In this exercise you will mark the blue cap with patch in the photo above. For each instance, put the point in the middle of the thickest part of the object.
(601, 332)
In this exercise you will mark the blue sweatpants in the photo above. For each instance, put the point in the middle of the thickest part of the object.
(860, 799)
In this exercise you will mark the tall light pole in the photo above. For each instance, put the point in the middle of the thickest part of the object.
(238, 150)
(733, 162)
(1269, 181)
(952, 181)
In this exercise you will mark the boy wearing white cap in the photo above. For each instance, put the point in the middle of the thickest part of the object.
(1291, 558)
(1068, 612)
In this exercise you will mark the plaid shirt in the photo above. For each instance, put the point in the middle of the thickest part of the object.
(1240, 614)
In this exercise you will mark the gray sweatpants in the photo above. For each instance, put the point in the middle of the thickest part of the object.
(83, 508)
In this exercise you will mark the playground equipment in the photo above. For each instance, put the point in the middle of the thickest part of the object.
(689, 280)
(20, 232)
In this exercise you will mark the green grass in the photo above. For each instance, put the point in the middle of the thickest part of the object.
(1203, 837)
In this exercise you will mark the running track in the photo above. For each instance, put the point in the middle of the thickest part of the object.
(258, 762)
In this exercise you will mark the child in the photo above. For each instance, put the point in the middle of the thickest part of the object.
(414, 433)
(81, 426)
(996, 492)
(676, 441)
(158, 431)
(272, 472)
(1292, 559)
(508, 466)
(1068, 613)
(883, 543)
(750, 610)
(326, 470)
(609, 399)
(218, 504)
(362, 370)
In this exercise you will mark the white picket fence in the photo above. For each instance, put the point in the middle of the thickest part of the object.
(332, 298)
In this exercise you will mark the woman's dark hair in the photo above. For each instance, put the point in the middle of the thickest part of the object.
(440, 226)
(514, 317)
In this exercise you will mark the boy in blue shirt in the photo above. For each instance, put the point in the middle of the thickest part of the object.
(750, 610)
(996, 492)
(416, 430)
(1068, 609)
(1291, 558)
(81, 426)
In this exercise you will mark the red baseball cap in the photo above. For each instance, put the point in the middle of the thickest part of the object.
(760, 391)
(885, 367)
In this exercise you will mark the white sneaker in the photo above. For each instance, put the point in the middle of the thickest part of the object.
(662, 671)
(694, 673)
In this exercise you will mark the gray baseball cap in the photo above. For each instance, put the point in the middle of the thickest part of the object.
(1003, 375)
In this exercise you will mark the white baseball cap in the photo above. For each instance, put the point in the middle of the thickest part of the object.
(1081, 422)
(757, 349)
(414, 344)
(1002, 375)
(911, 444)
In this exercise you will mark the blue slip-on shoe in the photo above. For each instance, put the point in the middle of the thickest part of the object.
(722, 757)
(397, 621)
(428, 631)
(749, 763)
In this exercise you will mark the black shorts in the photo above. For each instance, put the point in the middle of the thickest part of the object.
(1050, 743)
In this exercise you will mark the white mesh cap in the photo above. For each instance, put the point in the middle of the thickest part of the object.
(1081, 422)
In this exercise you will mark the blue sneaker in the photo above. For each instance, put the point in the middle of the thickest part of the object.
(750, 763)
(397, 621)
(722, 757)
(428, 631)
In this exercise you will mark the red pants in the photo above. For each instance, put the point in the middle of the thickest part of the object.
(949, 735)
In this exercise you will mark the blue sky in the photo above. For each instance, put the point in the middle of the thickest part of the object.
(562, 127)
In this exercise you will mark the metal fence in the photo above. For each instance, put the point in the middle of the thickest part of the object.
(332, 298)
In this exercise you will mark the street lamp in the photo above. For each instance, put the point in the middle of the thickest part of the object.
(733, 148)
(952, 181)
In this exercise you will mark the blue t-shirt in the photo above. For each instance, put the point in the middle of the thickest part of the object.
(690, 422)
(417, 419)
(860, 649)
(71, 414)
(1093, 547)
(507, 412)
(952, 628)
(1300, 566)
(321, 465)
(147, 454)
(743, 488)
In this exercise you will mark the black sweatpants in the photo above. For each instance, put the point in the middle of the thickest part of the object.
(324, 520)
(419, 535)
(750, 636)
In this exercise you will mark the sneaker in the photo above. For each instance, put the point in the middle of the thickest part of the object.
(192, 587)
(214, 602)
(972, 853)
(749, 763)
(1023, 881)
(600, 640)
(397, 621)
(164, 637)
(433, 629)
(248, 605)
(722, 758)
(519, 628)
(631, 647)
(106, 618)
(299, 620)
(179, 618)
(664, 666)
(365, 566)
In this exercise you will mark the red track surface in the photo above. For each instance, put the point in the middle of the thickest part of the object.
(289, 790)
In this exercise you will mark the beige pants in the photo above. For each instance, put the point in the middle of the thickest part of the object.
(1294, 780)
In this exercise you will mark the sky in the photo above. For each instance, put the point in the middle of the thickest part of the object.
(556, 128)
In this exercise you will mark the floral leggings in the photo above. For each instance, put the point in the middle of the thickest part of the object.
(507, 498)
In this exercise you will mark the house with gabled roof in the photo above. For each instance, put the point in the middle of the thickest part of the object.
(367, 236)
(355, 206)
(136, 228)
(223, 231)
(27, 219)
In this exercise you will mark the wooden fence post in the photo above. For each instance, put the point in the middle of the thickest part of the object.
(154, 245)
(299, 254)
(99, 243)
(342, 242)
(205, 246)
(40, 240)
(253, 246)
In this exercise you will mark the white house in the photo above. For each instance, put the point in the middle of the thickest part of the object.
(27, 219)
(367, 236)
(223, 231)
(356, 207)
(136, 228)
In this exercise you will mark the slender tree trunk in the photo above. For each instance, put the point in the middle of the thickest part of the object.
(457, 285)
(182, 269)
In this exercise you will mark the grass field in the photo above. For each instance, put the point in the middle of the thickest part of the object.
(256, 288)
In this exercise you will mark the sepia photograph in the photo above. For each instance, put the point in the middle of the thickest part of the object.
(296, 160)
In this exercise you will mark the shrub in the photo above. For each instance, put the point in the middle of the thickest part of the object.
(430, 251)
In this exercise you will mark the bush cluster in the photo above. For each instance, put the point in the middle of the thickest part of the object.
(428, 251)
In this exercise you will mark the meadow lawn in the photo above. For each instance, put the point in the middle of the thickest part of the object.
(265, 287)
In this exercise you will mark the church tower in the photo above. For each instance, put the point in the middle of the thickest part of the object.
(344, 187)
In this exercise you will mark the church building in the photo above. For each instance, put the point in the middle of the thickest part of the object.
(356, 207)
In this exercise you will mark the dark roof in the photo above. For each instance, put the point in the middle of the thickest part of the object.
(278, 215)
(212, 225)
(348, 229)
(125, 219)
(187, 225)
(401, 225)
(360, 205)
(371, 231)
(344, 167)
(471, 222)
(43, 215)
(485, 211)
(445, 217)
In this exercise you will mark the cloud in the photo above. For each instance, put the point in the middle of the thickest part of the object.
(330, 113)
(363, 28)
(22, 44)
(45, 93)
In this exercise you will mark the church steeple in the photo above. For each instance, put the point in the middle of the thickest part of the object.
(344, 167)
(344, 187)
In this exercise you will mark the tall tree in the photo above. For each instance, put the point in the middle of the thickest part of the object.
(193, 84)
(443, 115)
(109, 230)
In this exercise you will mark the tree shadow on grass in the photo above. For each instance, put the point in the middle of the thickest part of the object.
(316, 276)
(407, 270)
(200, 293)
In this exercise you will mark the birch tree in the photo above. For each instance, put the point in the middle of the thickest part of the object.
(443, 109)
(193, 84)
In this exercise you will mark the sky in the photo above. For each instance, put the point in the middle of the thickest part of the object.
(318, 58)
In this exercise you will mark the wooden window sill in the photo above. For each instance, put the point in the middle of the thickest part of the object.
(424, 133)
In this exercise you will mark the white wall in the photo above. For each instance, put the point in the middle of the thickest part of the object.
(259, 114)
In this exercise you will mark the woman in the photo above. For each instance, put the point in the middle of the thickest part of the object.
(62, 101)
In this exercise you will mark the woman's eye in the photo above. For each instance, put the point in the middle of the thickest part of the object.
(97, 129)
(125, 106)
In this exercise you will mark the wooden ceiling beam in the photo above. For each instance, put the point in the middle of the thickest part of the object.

----

Set down, word for word, every line from the line that holds "In this exercise you will mark the birch" to the end of the entries above, including both ends.

In this exercise you will mark the birch tree in the photo above. For each instance, put the point in the middle of the thickest part of the object.
(443, 109)
(193, 84)
In this exercise you will mark the sky in the photo above. For each instance, put the point in the middle of the thickest part of the object.
(318, 58)
In this exercise you will mark the wooden window sill in the photo above. For each instance, put the point in the middle of the thickest part of the object.
(424, 133)
In this exercise you will mark the white wall in the photo above. For each instance, put the point in the middle of the thickest part of the object.
(259, 114)
In this exercise you will mark the woman in the photo above. For each instance, put the point in the middle of the thickest part of the object.
(62, 101)
In this exercise you will mark the woman's eye in the photo above. For each instance, put the point in the middle of the thickest part of the object.
(97, 129)
(125, 106)
In this exercise you will mark the wooden ceiling beam in the photo above. For each instance, put the point in the middle of the thickest part of the object.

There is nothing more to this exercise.